» Text excerpt:
And, one buck we own Capra Gia kept some of the semen to market, and we have sold a few of those straws.

My wife AI'd some other peoples with some of the semen from our bucks.  She did two does and both settled so she is 100% so far.

I think we are going to try at least one of ours this fall.


----------



## DesertDawn (Nov 1, 2017)

OneFineAcre said:


> We actually haven't even done any of our own yet.
> We got the tank to have some of our bucks collected for preservation.
> And, one buck we own Capra Gia kept some of the semen to market, and we have sold a few of those straws.
> 
> ...



I just went to You Tube to see how it's done. Ehm, eeeeekkkk!


----------



## Wispy55 (Nov 1, 2017)

HI everyone, it is all well and good to sell an animal at that price but what does it do for the industry as a whole?  Most people that raise livestock do it for the meat or milk they supply. Who could justify butchering a 10,400 dollar goat, even after many years of service. 
Has raising animals become a designer industry?


----------



## Fullhousefarm (Nov 1, 2017)

» Coordinate annotation records:
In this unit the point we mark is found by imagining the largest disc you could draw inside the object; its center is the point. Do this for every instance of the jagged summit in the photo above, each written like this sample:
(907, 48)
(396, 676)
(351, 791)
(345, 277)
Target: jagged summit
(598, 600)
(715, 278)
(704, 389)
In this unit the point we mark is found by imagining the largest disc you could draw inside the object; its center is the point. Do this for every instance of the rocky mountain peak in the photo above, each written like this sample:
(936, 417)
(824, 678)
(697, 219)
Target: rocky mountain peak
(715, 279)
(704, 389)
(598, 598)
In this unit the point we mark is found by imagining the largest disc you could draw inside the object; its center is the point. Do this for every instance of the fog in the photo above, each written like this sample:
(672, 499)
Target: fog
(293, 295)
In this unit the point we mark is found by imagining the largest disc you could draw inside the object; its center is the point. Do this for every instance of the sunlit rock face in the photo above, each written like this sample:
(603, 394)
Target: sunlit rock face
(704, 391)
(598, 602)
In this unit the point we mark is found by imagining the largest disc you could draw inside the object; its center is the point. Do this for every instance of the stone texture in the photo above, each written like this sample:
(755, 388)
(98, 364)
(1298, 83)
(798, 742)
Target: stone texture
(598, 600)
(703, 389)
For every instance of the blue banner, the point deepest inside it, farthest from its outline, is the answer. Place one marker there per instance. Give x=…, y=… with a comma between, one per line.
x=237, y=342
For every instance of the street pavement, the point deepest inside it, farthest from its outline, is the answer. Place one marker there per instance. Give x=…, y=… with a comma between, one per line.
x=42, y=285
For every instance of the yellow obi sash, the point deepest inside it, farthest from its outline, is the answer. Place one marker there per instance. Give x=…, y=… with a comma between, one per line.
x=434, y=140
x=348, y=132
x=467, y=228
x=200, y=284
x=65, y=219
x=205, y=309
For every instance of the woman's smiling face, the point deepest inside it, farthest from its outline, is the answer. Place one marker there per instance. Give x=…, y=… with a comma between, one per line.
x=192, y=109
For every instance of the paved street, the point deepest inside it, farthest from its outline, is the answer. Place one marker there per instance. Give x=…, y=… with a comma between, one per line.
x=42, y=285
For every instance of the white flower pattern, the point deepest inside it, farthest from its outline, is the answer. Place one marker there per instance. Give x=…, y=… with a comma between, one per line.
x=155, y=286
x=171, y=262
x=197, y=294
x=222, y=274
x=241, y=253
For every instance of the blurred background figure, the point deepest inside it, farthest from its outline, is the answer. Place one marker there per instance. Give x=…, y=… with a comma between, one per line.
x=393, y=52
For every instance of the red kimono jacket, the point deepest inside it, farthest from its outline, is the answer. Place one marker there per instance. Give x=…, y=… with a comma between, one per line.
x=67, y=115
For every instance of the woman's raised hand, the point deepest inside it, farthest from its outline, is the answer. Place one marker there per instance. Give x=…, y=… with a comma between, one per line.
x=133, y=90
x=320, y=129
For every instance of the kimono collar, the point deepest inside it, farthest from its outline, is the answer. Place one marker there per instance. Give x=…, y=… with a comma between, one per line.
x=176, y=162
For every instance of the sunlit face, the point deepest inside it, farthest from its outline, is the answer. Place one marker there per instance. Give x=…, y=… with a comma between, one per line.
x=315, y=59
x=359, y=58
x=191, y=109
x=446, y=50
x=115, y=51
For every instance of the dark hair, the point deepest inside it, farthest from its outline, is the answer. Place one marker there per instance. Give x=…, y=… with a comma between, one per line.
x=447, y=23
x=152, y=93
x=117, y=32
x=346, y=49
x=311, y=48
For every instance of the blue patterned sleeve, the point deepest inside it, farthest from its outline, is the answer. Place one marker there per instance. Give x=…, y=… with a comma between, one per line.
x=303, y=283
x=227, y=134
--
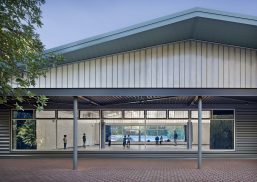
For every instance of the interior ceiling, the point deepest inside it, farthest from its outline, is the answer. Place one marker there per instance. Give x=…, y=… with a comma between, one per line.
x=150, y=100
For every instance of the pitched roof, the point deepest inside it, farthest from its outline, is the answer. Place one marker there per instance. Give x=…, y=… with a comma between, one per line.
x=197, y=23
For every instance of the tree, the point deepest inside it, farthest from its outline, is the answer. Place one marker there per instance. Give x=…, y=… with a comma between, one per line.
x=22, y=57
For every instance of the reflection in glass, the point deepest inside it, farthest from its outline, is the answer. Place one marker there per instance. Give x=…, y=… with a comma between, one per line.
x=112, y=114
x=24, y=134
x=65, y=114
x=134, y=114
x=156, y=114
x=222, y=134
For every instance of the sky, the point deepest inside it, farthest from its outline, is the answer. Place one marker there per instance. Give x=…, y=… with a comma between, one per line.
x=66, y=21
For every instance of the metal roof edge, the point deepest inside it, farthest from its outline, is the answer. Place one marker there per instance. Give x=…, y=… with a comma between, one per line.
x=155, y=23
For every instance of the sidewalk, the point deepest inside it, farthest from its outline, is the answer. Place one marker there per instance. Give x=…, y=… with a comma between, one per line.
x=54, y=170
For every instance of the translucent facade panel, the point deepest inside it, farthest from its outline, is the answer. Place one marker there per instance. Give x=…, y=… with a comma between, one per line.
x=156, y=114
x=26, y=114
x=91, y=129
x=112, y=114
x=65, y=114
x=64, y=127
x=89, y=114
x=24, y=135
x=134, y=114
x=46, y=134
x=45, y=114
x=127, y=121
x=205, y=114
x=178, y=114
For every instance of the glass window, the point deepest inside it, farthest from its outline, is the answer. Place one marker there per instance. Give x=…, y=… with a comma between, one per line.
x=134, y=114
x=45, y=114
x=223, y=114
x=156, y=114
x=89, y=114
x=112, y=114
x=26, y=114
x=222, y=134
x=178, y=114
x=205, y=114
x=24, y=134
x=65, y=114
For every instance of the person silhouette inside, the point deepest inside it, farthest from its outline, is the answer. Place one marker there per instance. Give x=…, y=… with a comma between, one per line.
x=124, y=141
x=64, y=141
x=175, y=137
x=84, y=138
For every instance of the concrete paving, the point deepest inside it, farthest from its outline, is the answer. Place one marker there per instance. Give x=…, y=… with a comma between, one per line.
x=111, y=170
* * *
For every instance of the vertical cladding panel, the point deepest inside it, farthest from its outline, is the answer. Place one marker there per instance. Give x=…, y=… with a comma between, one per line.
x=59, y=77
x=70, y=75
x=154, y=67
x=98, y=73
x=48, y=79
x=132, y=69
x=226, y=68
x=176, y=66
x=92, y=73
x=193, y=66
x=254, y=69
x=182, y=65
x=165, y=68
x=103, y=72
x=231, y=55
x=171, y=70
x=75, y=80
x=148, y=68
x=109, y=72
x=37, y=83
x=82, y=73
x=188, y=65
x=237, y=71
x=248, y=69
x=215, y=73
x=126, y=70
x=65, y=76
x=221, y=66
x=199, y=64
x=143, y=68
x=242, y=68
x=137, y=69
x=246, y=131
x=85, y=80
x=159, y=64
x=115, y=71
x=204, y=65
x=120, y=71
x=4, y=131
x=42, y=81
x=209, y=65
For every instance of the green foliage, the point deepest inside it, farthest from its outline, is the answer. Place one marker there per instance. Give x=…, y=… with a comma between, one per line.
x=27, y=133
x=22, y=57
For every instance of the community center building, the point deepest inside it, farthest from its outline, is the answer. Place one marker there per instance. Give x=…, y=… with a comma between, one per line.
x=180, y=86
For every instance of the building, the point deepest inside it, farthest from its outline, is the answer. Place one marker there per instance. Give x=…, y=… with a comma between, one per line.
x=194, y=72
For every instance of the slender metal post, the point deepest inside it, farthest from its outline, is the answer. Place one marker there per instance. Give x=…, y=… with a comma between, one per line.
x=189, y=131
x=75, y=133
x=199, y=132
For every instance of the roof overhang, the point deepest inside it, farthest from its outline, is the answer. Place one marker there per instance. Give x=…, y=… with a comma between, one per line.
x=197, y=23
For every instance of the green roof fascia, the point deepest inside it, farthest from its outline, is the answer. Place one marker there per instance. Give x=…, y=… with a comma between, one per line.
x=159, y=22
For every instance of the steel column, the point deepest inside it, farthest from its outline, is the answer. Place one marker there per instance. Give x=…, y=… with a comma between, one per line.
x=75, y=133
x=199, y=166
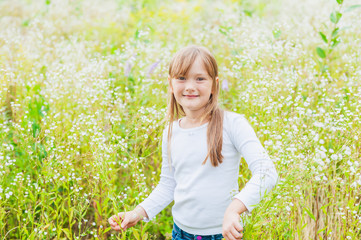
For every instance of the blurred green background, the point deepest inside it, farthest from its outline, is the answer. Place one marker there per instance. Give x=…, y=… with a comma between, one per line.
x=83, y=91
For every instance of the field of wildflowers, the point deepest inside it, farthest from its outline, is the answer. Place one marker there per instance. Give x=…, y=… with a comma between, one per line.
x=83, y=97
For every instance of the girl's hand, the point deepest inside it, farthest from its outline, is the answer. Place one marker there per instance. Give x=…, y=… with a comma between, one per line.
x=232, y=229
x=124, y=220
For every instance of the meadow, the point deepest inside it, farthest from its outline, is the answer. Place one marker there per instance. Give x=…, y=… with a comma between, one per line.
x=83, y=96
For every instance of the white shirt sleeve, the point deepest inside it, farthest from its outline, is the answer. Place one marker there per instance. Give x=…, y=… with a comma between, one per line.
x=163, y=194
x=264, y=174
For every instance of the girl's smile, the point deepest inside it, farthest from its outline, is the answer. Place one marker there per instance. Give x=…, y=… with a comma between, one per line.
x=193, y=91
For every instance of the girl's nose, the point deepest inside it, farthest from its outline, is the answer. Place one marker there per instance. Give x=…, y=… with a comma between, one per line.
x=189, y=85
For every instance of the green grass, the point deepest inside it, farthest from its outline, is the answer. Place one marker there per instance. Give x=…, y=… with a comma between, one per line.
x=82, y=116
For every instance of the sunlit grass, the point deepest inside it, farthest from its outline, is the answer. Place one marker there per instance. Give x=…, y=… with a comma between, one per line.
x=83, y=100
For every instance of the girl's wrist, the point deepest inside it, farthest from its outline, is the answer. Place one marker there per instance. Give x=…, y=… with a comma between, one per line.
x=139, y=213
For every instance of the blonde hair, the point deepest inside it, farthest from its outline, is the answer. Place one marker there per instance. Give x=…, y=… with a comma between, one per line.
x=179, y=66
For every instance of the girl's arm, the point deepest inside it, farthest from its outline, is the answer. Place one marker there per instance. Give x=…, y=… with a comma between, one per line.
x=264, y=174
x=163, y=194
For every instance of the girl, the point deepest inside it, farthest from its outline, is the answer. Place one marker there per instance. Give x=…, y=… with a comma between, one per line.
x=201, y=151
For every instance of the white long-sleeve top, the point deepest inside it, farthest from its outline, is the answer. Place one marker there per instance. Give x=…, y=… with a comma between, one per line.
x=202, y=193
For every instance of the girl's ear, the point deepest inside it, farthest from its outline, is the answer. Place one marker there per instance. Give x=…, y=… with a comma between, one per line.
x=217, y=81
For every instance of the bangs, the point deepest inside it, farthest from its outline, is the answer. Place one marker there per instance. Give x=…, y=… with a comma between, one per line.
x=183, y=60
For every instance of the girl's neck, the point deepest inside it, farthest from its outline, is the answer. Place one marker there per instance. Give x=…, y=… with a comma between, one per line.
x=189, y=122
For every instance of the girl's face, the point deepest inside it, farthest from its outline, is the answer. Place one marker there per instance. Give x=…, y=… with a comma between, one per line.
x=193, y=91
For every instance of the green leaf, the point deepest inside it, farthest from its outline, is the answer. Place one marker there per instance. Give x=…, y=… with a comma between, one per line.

» Problems to solve:
**a.** In the records, set down the lines starting with the one containing "For every instance of the blue banner, the" and ending with the one containing "x=237, y=342", both included, copied as they appear.
**b.** Resume the forum thread about goat breeding and sale prices from the point where it stops.

» Results of the tasks:
**a.**
For every instance of the blue banner, the point deepest inside it, farthest from its outline, is the answer. Place one marker there per instance. Give x=…, y=… with a comma between, one per line.
x=237, y=342

**b.**
Southern by choice said:


> I think she was like 3 grand
> 
> The Here Be Goats doe is the one I would have loved to bid on- I can't believe she only sold for $2100... She is so gorgeously dairy! And an A/A for casien. I just was drooling over her.
> 
> ...



She is very nice. We saw her in person in June when we bought a yearling from Kelly. 

She repeated the breeding this year and she ships you know. 

I watched it on Kelly's FB live feed. Gotta love free! 

I've seen the Hidden Palms doeling too. Last year Danielle bought a bred doe from her last year and we kept her buckling since he's unrelated to our stock so we have a Hidden palms Nigee buck. 

While I would not pay 10,000 for a buck- I think it's great when the price of livestock is closer to reflecting the care, time and money put in.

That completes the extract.